Document extract
From 367a05bdf63645b678ee91e0a63ad08d0c1d6043 Mon Sep 17 00:00:00 2001
From: hkfires <10558748+hkfires@users.noreply.github.com>
Date: Sun, 14 Dec 2025 20:12:54 +0800
Subject: [PATCH 8/9] refactor(thinking): export thinking helpers

Expose thinking/effort normalization helpers from the executor package
so conversion tests use production code and stay aligned with runtime
validation behavior.
---
 .../runtime/executor/aistudio_executor.go     |   2 +-
 internal/runtime/executor/codex_executor.go   |  14 +-
 internal/runtime/executor/gemini_executor.go  |   6 +-
 internal/runtime/executor/iflow_executor.go   |  12 +-
 .../executor/openai_compat_executor.go        |  12 +-
 internal/runtime/executor/payload_helpers.go  |  32 ++--
 internal/runtime/executor/qwen_executor.go    |  12 +-
 test/thinking_conversion_test.go              | 177 +-----------------
 8 files changed, 55 insertions(+), 212 deletions(-)

Source data
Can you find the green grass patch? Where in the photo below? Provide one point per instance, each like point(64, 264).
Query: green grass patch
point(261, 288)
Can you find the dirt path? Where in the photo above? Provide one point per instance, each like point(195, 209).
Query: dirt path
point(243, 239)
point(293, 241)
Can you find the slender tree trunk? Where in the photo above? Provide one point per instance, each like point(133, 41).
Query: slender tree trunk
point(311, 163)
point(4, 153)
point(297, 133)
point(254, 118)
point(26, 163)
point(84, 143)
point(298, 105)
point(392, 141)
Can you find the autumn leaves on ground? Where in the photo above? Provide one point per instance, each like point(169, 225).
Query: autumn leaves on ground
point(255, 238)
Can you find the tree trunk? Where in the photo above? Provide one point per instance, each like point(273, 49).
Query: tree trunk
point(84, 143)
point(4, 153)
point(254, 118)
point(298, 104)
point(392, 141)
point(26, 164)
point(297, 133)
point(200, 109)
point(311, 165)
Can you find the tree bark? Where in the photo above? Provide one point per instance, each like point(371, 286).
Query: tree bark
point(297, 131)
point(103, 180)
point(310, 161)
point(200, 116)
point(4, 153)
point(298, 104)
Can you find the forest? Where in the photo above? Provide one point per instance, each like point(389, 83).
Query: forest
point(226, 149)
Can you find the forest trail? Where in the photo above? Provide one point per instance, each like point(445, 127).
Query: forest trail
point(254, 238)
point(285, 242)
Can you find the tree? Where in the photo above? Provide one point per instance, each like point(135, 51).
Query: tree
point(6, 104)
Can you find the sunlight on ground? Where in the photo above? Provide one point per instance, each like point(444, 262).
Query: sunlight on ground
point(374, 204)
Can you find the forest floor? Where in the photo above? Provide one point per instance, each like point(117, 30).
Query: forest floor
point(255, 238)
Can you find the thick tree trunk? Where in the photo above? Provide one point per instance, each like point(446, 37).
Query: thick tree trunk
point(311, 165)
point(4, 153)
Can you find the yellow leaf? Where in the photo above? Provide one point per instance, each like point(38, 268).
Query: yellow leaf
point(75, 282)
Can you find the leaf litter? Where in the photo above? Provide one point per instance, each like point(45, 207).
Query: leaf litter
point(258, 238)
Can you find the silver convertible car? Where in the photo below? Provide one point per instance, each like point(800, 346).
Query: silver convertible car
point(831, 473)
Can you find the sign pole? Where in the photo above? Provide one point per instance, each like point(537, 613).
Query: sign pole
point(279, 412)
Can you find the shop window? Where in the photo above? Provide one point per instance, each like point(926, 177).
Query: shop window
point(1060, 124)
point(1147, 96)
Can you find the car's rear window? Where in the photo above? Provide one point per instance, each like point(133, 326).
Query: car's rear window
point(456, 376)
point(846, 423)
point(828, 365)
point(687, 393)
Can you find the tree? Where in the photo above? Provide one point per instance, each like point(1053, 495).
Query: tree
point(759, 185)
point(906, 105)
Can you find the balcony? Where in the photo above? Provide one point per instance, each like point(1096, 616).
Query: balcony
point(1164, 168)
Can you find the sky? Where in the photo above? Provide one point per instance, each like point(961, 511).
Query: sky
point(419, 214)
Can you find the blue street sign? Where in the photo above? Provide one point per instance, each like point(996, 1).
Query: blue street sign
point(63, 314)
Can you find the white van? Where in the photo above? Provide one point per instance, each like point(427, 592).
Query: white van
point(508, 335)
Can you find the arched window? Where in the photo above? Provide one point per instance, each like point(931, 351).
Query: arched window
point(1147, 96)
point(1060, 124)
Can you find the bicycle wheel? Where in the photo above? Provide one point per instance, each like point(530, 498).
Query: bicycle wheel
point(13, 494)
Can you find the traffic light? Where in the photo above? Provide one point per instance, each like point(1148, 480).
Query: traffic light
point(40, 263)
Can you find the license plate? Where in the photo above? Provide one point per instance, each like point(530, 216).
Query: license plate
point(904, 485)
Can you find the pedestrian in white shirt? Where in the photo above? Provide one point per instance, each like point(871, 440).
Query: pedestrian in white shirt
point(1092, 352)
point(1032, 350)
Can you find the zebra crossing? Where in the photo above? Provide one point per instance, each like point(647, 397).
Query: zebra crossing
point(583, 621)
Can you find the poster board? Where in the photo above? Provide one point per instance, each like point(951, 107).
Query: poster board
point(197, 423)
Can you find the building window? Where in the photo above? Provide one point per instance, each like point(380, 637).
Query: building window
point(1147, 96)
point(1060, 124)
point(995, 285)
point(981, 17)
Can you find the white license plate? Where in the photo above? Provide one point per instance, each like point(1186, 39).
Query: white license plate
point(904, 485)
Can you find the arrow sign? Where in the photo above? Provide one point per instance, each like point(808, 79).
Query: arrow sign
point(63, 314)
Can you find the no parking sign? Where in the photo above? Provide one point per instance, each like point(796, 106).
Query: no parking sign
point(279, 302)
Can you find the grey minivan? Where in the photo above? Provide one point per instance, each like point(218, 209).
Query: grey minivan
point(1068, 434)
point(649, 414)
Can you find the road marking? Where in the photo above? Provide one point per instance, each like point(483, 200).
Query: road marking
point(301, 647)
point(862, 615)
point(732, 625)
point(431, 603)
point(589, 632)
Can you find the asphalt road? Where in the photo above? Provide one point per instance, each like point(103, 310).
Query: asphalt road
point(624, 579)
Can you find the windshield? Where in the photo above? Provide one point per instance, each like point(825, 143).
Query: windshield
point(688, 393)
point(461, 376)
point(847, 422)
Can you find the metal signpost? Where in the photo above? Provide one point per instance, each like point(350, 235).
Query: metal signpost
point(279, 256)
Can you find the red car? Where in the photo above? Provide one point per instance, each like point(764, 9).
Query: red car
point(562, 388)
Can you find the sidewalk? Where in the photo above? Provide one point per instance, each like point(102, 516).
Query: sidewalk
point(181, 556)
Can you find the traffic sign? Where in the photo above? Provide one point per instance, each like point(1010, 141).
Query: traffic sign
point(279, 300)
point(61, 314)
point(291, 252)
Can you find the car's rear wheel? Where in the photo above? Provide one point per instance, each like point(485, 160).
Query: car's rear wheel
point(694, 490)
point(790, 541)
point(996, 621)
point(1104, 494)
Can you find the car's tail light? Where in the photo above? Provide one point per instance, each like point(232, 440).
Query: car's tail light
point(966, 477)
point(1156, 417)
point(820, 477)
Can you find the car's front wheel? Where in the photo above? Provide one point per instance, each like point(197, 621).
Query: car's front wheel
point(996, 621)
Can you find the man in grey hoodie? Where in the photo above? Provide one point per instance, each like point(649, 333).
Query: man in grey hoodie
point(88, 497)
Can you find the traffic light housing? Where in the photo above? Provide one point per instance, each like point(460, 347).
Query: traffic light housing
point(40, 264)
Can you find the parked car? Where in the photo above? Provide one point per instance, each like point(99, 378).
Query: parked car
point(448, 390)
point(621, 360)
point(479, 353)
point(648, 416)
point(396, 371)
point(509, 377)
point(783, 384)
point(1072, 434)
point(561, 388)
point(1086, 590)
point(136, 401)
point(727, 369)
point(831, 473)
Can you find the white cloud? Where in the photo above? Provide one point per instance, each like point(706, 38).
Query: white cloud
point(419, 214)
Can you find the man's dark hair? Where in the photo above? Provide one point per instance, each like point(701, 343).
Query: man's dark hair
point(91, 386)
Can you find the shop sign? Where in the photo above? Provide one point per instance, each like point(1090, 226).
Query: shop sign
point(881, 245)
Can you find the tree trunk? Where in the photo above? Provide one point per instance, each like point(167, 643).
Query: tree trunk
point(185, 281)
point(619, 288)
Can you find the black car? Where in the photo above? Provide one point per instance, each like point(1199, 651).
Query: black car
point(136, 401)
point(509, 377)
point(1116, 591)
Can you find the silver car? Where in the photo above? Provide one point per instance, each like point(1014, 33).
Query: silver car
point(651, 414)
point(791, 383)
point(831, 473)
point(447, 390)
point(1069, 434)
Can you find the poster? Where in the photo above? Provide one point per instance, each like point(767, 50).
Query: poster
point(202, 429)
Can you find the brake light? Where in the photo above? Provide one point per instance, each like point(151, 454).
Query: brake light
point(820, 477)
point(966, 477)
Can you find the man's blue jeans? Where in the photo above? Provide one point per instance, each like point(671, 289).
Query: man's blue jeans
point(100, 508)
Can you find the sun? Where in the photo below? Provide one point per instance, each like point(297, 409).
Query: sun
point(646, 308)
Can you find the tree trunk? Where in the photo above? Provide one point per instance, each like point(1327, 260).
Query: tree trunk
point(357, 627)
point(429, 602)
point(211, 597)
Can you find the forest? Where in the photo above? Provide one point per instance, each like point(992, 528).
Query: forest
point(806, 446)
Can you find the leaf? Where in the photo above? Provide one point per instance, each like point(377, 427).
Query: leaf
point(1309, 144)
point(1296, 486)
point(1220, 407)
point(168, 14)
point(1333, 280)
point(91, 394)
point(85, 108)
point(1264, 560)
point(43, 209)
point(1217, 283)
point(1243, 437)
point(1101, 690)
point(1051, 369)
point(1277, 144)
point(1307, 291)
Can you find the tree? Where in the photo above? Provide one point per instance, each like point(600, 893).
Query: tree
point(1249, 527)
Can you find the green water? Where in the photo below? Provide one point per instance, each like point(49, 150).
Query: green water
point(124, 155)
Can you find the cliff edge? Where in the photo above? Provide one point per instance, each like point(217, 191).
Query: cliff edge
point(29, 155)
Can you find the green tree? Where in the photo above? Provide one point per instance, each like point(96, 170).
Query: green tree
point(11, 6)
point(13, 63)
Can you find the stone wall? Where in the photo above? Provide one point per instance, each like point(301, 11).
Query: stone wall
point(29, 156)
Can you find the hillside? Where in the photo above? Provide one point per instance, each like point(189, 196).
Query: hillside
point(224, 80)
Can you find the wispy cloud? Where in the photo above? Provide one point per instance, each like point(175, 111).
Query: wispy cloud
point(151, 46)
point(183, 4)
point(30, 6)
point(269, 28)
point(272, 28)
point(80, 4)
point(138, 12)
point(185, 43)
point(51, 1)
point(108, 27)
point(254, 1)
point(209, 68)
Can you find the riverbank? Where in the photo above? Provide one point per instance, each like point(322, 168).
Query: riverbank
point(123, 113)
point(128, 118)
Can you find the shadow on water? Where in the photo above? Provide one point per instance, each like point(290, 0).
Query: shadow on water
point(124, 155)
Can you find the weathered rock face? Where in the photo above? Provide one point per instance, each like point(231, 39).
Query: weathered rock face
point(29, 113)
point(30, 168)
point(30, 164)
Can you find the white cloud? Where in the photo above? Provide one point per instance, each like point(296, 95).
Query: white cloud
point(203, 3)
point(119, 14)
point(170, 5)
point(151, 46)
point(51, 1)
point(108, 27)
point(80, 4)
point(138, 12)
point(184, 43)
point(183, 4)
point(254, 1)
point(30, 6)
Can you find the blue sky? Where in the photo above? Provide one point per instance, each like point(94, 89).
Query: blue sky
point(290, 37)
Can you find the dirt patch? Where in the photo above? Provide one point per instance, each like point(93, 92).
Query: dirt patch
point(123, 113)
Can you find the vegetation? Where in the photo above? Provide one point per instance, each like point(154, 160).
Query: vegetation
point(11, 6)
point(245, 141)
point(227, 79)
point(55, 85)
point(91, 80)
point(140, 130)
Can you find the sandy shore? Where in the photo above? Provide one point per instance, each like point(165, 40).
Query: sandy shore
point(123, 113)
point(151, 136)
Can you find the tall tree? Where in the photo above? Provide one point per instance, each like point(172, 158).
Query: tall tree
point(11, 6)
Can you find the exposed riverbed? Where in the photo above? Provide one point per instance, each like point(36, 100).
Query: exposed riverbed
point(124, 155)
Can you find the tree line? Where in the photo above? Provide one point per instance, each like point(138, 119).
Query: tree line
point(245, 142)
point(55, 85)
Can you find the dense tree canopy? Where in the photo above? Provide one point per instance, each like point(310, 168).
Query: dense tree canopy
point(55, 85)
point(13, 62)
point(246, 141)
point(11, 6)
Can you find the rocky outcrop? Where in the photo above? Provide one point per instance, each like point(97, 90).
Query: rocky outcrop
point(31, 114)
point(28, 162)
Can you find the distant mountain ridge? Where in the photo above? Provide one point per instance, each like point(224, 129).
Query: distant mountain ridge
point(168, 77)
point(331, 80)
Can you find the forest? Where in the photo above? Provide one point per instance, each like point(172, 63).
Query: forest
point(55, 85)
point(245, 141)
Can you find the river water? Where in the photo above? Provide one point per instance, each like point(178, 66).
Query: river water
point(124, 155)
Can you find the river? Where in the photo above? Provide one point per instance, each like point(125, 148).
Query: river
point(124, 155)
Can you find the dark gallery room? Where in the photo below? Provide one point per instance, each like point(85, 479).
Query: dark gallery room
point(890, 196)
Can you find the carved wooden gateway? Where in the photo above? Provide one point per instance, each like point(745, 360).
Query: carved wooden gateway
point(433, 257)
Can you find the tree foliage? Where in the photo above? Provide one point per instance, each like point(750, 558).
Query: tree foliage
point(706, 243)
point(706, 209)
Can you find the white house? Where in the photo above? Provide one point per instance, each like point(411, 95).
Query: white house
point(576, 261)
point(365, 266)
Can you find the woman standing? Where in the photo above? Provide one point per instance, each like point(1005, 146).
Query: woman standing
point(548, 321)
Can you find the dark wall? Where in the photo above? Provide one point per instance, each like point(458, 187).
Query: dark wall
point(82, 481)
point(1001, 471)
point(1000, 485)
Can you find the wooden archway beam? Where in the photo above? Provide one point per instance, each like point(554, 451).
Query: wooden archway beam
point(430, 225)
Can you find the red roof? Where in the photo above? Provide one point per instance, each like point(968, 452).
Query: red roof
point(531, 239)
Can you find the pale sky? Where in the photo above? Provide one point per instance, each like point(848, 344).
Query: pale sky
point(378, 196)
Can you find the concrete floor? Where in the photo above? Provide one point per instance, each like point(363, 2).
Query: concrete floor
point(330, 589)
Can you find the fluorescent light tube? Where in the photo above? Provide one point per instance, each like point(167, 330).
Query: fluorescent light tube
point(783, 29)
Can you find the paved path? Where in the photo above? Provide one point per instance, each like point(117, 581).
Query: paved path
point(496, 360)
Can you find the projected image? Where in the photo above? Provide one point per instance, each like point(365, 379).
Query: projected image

Work order
Continue the git patch that exports the thinking helpers, starting after the line "8 files changed, 55 insertions(+), 212 deletions(-)". None of the tasks use the listing.

Answer to the problem
diff --git a/internal/runtime/executor/aistudio_executor.go b/internal/runtime/executor/aistudio_executor.go
index 221fb6481..ada0af395 100644
--- a/internal/runtime/executor/aistudio_executor.go
+++ b/internal/runtime/executor/aistudio_executor.go
@@ -322,7 +322,7 @@ func (e *AIStudioExecutor) translateRequest(req cliproxyexecutor.Request, opts c
 	from := opts.SourceFormat
 	to := sdktranslator.FromString("gemini")
 	payload := sdktranslator.TranslateRequest(from, to, req.Model, bytes.Clone(req.Payload), stream)
-	payload = applyThinkingMetadata(payload, req.Metadata, req.Model)
+	payload = ApplyThinkingMetadata(payload, req.Metadata, req.Model)
 	payload = util.ApplyDefaultThinkingIfNeeded(req.Model, payload)
 	payload = util.ConvertThinkingLevelToBudget(payload)
 	payload = util.NormalizeGeminiThinkingBudget(req.Model, payload)
diff --git a/internal/runtime/executor/codex_executor.go b/internal/runtime/executor/codex_executor.go
index 2e9662372..c3e14701e 100644
--- a/internal/runtime/executor/codex_executor.go
+++ b/internal/runtime/executor/codex_executor.go
@@ -54,9 +54,9 @@ func (e *CodexExecutor) Execute(ctx context.Context, auth *cliproxyauth.Auth, re
 	from := opts.SourceFormat
 	to := sdktranslator.FromString("codex")
 	body := sdktranslator.TranslateRequest(from, to, req.Model, bytes.Clone(req.Payload), false)
-	body = applyReasoningEffortMetadata(body, req.Metadata, req.Model, "reasoning.effort", false)
-	body = normalizeThinkingConfig(body, upstreamModel, false)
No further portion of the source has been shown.